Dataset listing
START
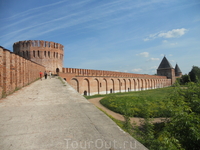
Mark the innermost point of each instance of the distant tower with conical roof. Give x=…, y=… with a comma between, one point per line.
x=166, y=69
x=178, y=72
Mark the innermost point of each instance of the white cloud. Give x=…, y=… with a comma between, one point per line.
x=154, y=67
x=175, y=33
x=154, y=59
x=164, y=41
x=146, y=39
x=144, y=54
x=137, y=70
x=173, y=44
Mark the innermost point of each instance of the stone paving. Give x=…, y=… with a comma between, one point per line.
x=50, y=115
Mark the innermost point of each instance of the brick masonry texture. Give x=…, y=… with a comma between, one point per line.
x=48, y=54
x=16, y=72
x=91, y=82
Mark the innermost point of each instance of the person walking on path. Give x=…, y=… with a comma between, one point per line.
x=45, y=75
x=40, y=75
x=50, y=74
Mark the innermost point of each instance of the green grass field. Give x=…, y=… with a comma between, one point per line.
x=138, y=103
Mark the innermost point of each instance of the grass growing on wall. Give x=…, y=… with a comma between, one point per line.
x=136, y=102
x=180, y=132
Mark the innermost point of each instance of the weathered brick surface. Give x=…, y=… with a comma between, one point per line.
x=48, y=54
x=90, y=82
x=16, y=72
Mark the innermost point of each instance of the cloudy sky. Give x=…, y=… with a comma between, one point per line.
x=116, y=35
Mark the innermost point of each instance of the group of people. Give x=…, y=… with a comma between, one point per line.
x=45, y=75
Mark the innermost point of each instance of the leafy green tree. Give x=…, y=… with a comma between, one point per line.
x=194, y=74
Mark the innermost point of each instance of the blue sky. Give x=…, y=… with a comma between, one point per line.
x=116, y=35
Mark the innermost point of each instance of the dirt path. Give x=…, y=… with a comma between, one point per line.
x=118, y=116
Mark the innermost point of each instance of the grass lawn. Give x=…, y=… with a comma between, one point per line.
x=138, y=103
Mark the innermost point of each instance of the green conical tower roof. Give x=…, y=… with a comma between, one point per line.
END
Task to carry out
Transcribe the lines of the listing verbatim, beginning at the start of the listing and continuing through the line containing "x=173, y=44", with both ends included. Omit the pictures from your answer.

Solution for this task
Mark the innermost point of each instance of the distant tower with conical roof. Give x=…, y=… with a comma between, one point per line.
x=166, y=69
x=178, y=72
Mark the innermost point of each instance of the white cloud. Give x=…, y=… with a comma between, one point per line.
x=154, y=67
x=175, y=33
x=154, y=59
x=164, y=41
x=146, y=39
x=144, y=54
x=137, y=70
x=173, y=44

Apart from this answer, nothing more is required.